Work task.
Repeat each record below exactly, omitting whatever pictures appear in it.

[Image point grounding data]
________________________________________

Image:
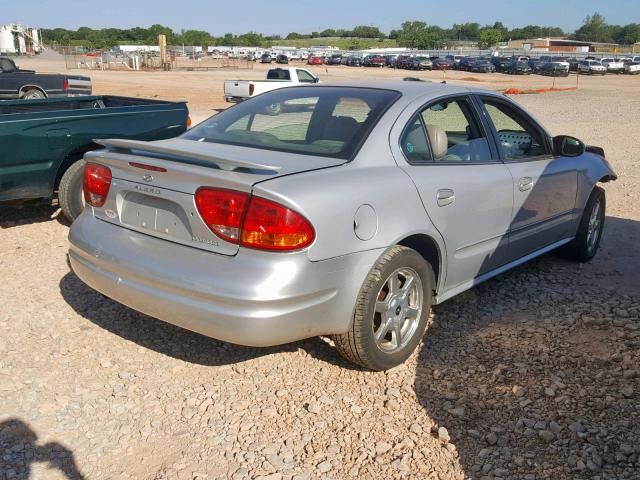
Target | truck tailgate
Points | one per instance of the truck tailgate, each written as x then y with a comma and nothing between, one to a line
237,88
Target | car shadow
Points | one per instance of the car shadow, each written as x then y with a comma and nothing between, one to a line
171,340
30,212
18,444
507,360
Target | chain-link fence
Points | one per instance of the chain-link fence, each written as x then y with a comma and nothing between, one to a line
79,58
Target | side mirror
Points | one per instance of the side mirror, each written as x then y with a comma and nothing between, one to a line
567,146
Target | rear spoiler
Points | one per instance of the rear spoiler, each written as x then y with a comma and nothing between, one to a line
132,146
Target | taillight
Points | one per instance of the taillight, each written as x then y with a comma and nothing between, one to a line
222,211
96,183
271,226
251,221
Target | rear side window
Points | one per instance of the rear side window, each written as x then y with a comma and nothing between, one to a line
519,138
446,132
324,121
305,77
6,65
278,74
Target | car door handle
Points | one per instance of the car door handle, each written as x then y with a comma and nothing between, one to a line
445,197
525,183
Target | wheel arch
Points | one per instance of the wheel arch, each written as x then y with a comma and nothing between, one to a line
25,88
429,249
72,157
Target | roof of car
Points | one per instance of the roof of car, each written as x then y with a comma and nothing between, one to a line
411,90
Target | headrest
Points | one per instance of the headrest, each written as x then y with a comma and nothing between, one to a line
438,140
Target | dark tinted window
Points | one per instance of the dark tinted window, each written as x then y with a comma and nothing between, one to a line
325,121
446,131
519,138
6,65
278,74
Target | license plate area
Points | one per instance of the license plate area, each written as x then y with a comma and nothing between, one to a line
157,215
161,213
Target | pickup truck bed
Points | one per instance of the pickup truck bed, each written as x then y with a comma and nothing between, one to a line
240,90
18,83
42,142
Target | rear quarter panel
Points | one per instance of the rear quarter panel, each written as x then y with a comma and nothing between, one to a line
329,199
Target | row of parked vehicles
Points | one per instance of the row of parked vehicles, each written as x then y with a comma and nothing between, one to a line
515,65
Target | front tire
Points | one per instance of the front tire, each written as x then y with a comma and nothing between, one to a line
586,242
391,311
70,193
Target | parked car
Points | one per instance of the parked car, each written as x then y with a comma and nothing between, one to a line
555,69
239,90
335,59
482,65
591,67
27,84
419,63
465,63
262,231
632,68
401,61
43,141
501,63
573,64
442,64
536,64
374,61
518,67
613,65
455,59
391,60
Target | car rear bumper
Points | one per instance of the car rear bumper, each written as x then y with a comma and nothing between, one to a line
254,298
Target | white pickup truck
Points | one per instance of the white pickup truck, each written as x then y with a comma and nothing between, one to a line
239,90
613,65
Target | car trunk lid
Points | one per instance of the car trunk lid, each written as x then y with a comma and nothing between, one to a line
154,183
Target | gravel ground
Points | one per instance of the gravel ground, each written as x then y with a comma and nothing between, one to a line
532,375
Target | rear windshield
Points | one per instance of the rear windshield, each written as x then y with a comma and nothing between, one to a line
324,121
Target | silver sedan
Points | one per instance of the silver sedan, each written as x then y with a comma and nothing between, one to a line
343,210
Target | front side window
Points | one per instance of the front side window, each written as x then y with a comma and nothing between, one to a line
324,121
519,139
446,131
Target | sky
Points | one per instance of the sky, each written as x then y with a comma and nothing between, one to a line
284,16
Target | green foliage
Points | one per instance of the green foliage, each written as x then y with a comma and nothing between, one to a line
489,37
413,34
420,35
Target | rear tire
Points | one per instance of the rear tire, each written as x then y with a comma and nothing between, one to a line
70,193
391,311
586,242
33,94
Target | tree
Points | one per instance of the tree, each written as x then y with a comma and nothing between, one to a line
488,38
420,35
628,35
594,29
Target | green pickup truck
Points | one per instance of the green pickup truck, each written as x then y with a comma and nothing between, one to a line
42,142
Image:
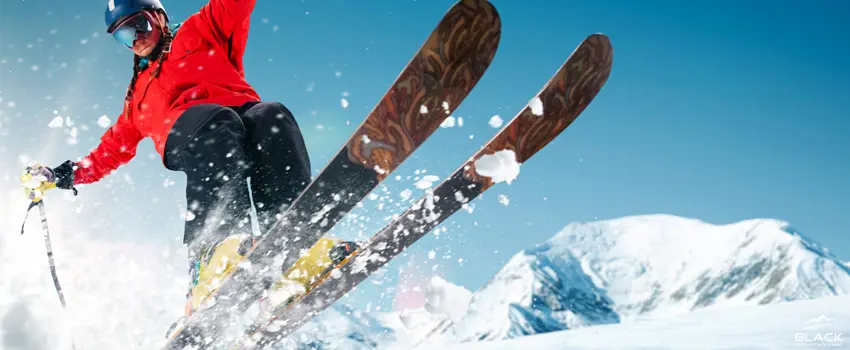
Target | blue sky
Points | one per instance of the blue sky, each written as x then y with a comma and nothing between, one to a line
721,111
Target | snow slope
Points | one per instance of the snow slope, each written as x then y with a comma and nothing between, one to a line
655,265
805,324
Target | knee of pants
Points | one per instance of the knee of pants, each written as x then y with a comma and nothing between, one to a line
202,125
267,115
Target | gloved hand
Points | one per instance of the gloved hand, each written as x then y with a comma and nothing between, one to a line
38,179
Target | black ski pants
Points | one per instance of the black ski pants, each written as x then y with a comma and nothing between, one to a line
219,148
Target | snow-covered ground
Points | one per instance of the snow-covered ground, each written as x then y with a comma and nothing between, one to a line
654,281
805,324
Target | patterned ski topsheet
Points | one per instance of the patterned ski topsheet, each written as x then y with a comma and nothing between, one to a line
436,80
556,106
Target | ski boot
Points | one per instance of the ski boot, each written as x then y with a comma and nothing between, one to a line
214,264
307,272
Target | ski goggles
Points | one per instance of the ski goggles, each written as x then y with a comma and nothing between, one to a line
136,27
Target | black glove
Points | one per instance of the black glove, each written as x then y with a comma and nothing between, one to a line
65,175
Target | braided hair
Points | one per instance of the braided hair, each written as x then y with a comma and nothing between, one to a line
165,48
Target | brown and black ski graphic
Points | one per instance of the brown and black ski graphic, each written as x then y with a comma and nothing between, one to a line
557,105
437,79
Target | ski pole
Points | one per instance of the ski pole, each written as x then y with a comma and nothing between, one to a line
49,249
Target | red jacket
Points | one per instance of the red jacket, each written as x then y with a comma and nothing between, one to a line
204,66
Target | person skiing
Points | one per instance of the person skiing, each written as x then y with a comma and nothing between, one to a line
188,93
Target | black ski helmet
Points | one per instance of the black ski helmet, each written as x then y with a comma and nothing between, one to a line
116,10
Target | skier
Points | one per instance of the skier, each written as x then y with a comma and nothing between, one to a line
188,93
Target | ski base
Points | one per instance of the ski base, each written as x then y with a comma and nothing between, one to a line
557,105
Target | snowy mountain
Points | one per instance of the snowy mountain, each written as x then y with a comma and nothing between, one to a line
804,324
647,266
589,274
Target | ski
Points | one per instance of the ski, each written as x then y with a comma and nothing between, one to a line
437,79
557,105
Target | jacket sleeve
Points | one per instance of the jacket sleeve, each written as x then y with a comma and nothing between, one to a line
117,147
227,16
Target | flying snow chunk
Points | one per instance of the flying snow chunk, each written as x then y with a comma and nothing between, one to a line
500,166
448,122
536,106
56,122
103,121
427,182
496,121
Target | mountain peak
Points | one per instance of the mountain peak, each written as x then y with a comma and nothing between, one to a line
649,266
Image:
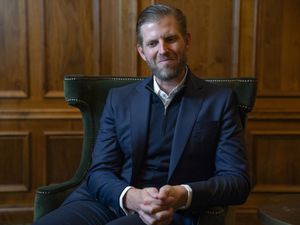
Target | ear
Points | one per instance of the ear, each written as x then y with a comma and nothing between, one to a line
141,52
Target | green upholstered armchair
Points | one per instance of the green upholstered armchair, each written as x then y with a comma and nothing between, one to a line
88,93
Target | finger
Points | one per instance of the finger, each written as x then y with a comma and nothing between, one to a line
153,208
165,191
161,218
146,218
153,192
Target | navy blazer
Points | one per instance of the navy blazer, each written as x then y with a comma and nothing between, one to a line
208,149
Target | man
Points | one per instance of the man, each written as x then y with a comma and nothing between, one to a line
168,148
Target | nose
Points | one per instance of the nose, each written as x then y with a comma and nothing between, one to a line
163,47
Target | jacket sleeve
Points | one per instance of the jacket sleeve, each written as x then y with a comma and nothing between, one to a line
103,180
231,183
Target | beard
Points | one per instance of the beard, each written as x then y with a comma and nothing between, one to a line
168,72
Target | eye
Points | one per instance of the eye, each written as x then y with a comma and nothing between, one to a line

________________________________________

Solved problem.
Image:
Target | truck tailgate
Points | one per instance of the truck tailgate, each written as x then y with a comma and nothing between, one to a line
237,88
Target | car shadow
Points | one per instance of the car shadow, each written as x then y with a comma and nothing between, one to a line
171,340
30,212
18,444
507,360
Target | chain-link fence
Points | one per instance of the chain-link fence, each written as x then y with a comma and nothing between, one to a line
79,58
Target | side mirror
Points | one per instance of the side mirror, each written as x then y with a comma and nothing between, one to a line
567,146
Target | rear spoiler
Points | one per instance of the rear spoiler, each written as x then y with a comma and nothing between, one to a line
132,146
Target | taillight
Points | one per instance of the taillight, each written as x then y with a comma and nothing between, one to a line
222,211
96,183
271,226
251,221
Target | rear side window
Points | one per instance of the rear side window, each written as x then y with a comma and nothing between, one to a line
519,138
446,132
324,121
305,77
6,65
278,74
Target | car door handle
Points | one per instance of the car door handle, each written as x then y with a comma and nothing between, one to a line
445,197
525,183
Target | wheel arch
Points | one per instance of the wheel arch, each written as x then y with a comma and nothing between, one to a line
25,88
429,249
72,157
Target | roof of car
Points | one per instance of the roof of car, each written as x then y with a comma and nothing between, one to a line
411,90
Target | headrest
Points | one per instance of the headrest, each written as x then y with a comma and nothing between, one to a line
438,140
Target | dark tinted window
Points | one per instance of the dark tinted window, each written as x then y with a comma and nothing between, one to a line
325,121
446,131
519,138
6,65
278,74
Target | license plate area
Points | one per instance of the license plate area, each written as x then y with a comma and nothing between, one to a line
157,215
161,213
Target | pickup truck bed
Points | one per instance of the pickup truck bed, each written as x then y with a comma and nothing between, one to a line
240,90
18,83
42,142
Target | rear quarter panel
Points | one per instance of the rear quarter panel, each written as x then y with a comma and nothing between, one to a line
329,199
Target | row of parked vehicles
Points | one per instance of the row of parked vehicles, each written as x then y with a comma and nothing between, one to a line
515,65
Target | front tire
Points | one per instance of the front tire, each written as x then y with a comma and nothing between, one to a line
586,242
391,311
70,193
Target | parked car
Points | one per instance of the parked car, each written as x then y with a comma and nothing between, one to a line
555,69
239,90
335,59
482,65
591,67
27,84
419,63
465,63
262,231
632,68
401,61
43,141
501,63
573,64
442,64
536,64
374,61
518,67
613,65
455,59
391,60
Target | car rear bumper
Points | one per instance of the car rear bumper, each written as x then y with a comma and nothing between, one to a line
254,298
Target | white pickup truck
Points | one per instance of the white pickup truck, each written as x then y with a comma and nothing between, one to a line
239,90
613,65
Target | car trunk lid
Points | one per instance of the car trunk lid, each written as x then y with a comma and nothing between, one to a line
154,183
Target | gravel ground
Points | one per instance of the gravel ground, each written as x then y with a comma and nothing between, one to a line
532,375
Target | rear windshield
Points | one per instance of the rear windshield, each written as x then y with a comma and nothing between, one to a line
324,121
Target | silver sedan
Points | one per instance of the silver sedan, each written as x then y with a comma and nothing between, one to a line
343,210
Target | front side window
Points | one per instance of the front side window, each written as x then y with a comma and nothing between, one to a line
324,121
519,139
446,131
Target | sky
Points | one per instance of the sky, each written as x then y with a comma and nothing between, one to a line
284,16
Target | green foliage
Points | one per instance of the green foliage, each written as x then y with a comma and nothing between, one to a line
489,37
413,34
420,35
Target | rear tire
Points | one per instance of the rear tire, each written as x then y with a comma and nothing between, one to a line
70,193
391,311
586,242
33,94
Target | tree
Points | one per instance of the tree, each written as x then y with a comma and nothing between, one to a line
488,38
420,35
628,35
594,29
Target | green pickup truck
Points | one per instance of the green pickup truck, each written as x then y with a comma and nothing between, one to a line
42,142
Image:
Target | blue sky
Points | one per instance of the blue sky, each written as x then y with a comma and nothing between, one to a line
721,111
Target | snow slope
Points | one per instance of the snow slope, each written as x then y with a comma and nothing between, one to a line
655,265
805,324
Target | knee of pants
Points | one per instance of the knee of pants, each written as x then y with a comma and nothing between, one to a line
202,125
267,115
Target | gloved hand
Points | one per instance of the gloved hand, each written as x then y with a comma and nothing between, one to a line
38,179
Target | black ski pants
Points | one per instance of the black ski pants, each written as x then y with a comma and nothing between, one to a line
219,148
Target | snow-covered ground
Points | one per instance of the snow-covered ground, each written as x then y with a comma and nothing between, one to a line
654,281
805,324
Target | patterned ski topsheet
Points | one per instance of the patterned ski topsheet, each written as x then y with a comma and nothing between, one to a line
436,80
556,106
Target | ski boot
Points | one per instance of the ski boot, each written as x then y with a comma and nothing between, one to a line
214,264
307,272
Target | ski goggles
Points | one per instance of the ski goggles, each written as x then y with a comma and nothing between, one to a line
136,27
Target | black glove
Points | one per instance of the black glove, each written as x then y with a comma and nothing between, one to a line
65,175
Target | braided hair
Points | one per instance of the braided hair, each written as x then y with a comma and nothing between, one to a line
165,48
Target | brown and black ski graphic
Points | one per instance of the brown and black ski graphic, each written as x then y with a comma and nothing between, one to a line
557,105
437,79
Target | ski pole
Points | one per instance of the ski pole, each written as x then y with a comma and nothing between, one to a line
49,249
Target | red jacket
Points | one per instance of the red jacket, each written as x then y with a comma and nothing between, one to a line
204,66
Target | person skiing
Points | one per instance of the person skiing, each written as x then y with a comma and nothing between, one to a line
188,93
Target | black ski helmet
Points | one per instance of the black ski helmet, each written as x then y with a comma and nothing between, one to a line
116,10
Target | skier
Points | one per instance of the skier, each written as x then y with a comma and nothing between, one to a line
188,93
Target | ski base
Points | one per instance of the ski base, each written as x then y with a comma and nothing between, one to a line
557,105
Target | snowy mountain
Points | one per instance of the snowy mountain, each written as x then y with a comma and nothing between, one to a line
804,324
647,266
589,274
Target | ski
Points | one per instance of the ski, each written as x then y with a comma and nothing between, one to a line
437,79
557,105
Target | jacket sleeve
Points | one per instance of the jacket sleeve, each written as x then y with a comma and nothing between, one to a line
117,147
227,16
Target | flying snow chunk
Points | one per instance of the flying snow chunk, each written as x then y with a comma and nothing between, one to a line
500,166
448,122
536,106
56,122
103,121
427,182
496,121
Target | mountain peak
Points | one per instance of the mountain peak, each written as x then y with a comma and nothing between, one to a line
649,266
Image:
Target | ear
Points | one per instance of the ear, each written as x then y with a comma and nothing between, one to a line
141,52
Target | green upholstered armchair
Points | one per instance of the green upholstered armchair, each written as x then y with a comma and nothing between, one to a line
88,93
Target | finger
Points | one per instance of the finger, each written as x then y with a comma and nothing between, one to a line
153,208
165,191
161,218
146,218
153,192
Target | navy blazer
Points | one per instance of the navy blazer, each written as x then y with a comma and nothing between, one to a line
208,149
Target | man
Points | one per instance of the man, each written as x then y with a comma and nothing between, one to a line
168,148
Target | nose
Points | one per instance of the nose, each written as x then y with a comma and nothing between, one to a line
163,47
Target | jacket sleeve
Points | one per instance of the jacket sleeve, each written as x then y with a comma and nothing between, one to a line
103,180
231,183
Target | beard
Points | one per instance of the beard, each written as x then y with a comma and nothing between, one to a line
168,72
Target | eye
Points | one per instance of the eye, each written as x then y with a comma and nothing between, one to a line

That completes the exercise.